• _EXERCISE AIM_:
Go through the entries below and retype them exactly, omitting each picture.

Records from a point labeling set
============================================================

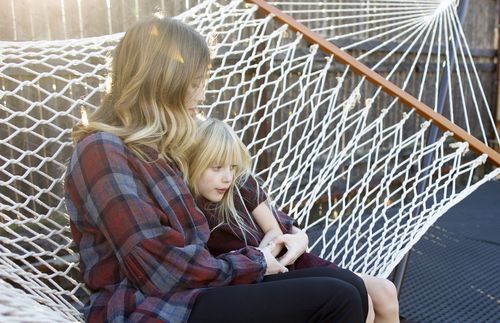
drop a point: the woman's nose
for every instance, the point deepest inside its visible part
(227, 176)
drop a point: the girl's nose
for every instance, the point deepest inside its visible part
(228, 175)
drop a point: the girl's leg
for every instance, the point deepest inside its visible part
(385, 298)
(281, 299)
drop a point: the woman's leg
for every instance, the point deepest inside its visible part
(385, 298)
(323, 267)
(281, 298)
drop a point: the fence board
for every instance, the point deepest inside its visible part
(22, 13)
(55, 19)
(71, 19)
(146, 8)
(39, 19)
(115, 12)
(6, 23)
(95, 18)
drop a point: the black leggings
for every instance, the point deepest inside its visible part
(306, 295)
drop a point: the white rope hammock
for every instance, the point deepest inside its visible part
(336, 151)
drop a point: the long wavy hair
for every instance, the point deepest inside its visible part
(217, 144)
(152, 68)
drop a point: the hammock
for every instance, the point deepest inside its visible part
(345, 140)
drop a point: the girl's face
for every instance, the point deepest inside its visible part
(195, 95)
(215, 181)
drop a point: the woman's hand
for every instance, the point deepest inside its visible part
(295, 243)
(273, 265)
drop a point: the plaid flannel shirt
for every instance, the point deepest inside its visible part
(141, 238)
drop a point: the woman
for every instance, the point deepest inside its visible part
(141, 238)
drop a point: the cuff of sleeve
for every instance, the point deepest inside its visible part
(256, 255)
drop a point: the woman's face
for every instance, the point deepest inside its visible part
(195, 95)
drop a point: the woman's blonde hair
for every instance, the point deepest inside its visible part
(153, 67)
(217, 144)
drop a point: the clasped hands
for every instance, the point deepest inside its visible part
(295, 243)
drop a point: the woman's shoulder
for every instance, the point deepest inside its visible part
(100, 138)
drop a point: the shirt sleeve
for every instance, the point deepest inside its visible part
(154, 255)
(252, 194)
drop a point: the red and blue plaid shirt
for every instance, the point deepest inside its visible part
(141, 238)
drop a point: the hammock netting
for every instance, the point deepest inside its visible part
(349, 160)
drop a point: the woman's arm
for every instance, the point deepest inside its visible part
(296, 244)
(265, 219)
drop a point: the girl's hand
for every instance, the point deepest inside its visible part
(295, 243)
(273, 265)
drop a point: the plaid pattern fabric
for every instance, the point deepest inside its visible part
(141, 238)
(246, 196)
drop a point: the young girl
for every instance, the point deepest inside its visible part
(141, 238)
(239, 215)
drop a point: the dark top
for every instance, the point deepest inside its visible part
(247, 196)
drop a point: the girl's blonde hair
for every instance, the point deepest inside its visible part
(153, 67)
(217, 144)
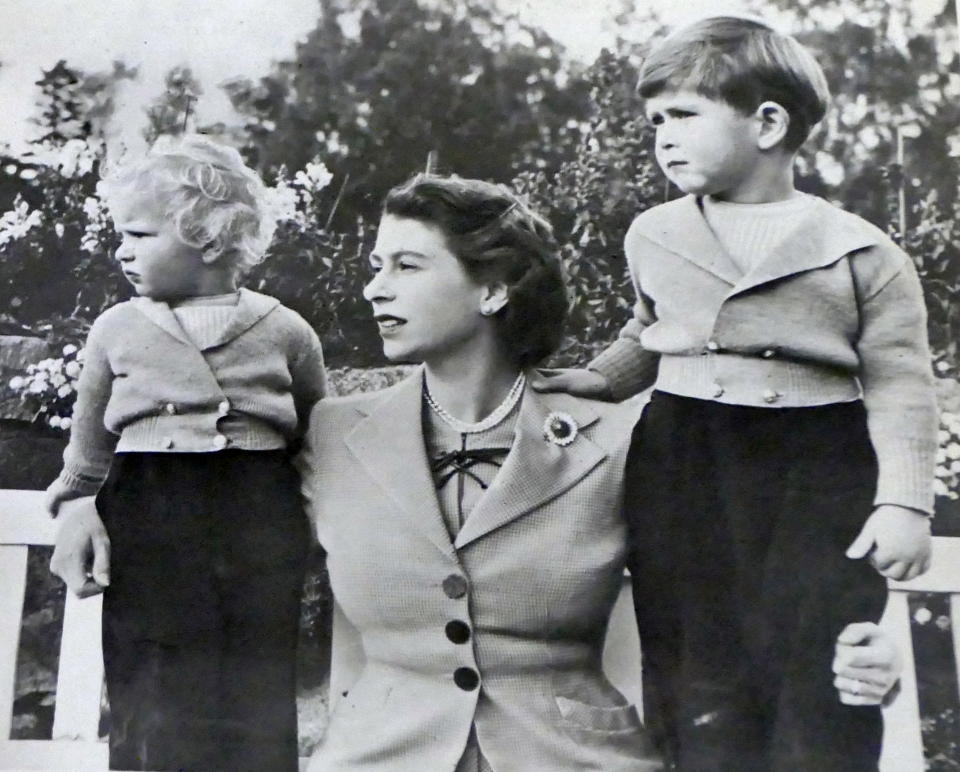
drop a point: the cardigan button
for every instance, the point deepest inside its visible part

============================================================

• _OUTPUT BELOW_:
drop a point: the woman's nose
for every instance, the point deepest inside its visible part
(227, 176)
drop a point: the girl's nose
for every instance, the point deepest inside its visible part
(228, 175)
drop a point: the girl's leg
for every instance, the point deepest inside its visible part
(385, 298)
(281, 299)
drop a point: the woman's leg
for every instance, the point deepest inside its visible part
(385, 298)
(323, 267)
(281, 298)
drop a point: the fence board
for every instance, the point deepest inside its visible part
(22, 13)
(55, 19)
(71, 19)
(146, 8)
(39, 19)
(115, 12)
(6, 23)
(95, 18)
drop a point: the black leggings
for every instance, the point deepest inside its visible part
(306, 295)
drop a point: the white rope hammock
for every instance, the point deepest inside its visible part
(336, 151)
drop a point: the long wavy hair
for every instance, the point deepest inside its visible part
(217, 144)
(152, 68)
drop a point: the hammock
for every instance, the point deepest inside its visible part
(345, 140)
drop a point: the girl's face
for every instance, the point deepest inside its visible part
(195, 95)
(215, 181)
drop a point: the woman's hand
for every instance, the point deepest inside its visible part
(295, 243)
(273, 265)
drop a point: the plaid flannel shirt
for every instance, the point deepest inside its visible part
(141, 238)
drop a point: the woman
for every instance, the point deepest inside its visible part
(141, 238)
drop a point: the cuff of sleeve
for every instance, the point deepest inside its visible part
(256, 255)
drop a point: the woman's face
for every instance, the point deepest inside its visible part
(195, 95)
drop a point: the woman's blonde hair
for every instance, the point deepest inside its visible part
(153, 67)
(217, 144)
drop a point: the clasped hands
for every instance, the point deepest inside its visible part
(295, 243)
drop a point: the woman's shoulder
for every instance, the point deepest inside its visible part
(100, 138)
drop a point: the shirt sleeve
for every instance, the point deepest inside its visible part
(154, 255)
(252, 194)
drop a point: the red and blue plaid shirt
for every instance, the point deepest inside its visible part
(141, 238)
drop a point: the hammock netting
for every instance, the point deepest inside its visible part
(349, 160)
drop a point: the woman's arm
for every instance, the point deepest inside its visible part
(296, 244)
(265, 219)
drop a point: the girl's hand
for every instance, the point deepest inside its visible part
(295, 243)
(273, 265)
drop a point: the plaid pattern fabric
for every instance, the point deepest inside its visible part
(141, 238)
(246, 196)
drop a point: the young girl
for every instance, the point deepest inside its visible part
(141, 238)
(239, 215)
drop a point: the dark top
for every instance, the point deepest inside its visible part
(247, 196)
drop a point: the girl's blonde hair
for every instance, the point deepest inside its visible part
(153, 67)
(217, 144)
drop a point: the cardigan button
for every instance, the point deepest inside its visible part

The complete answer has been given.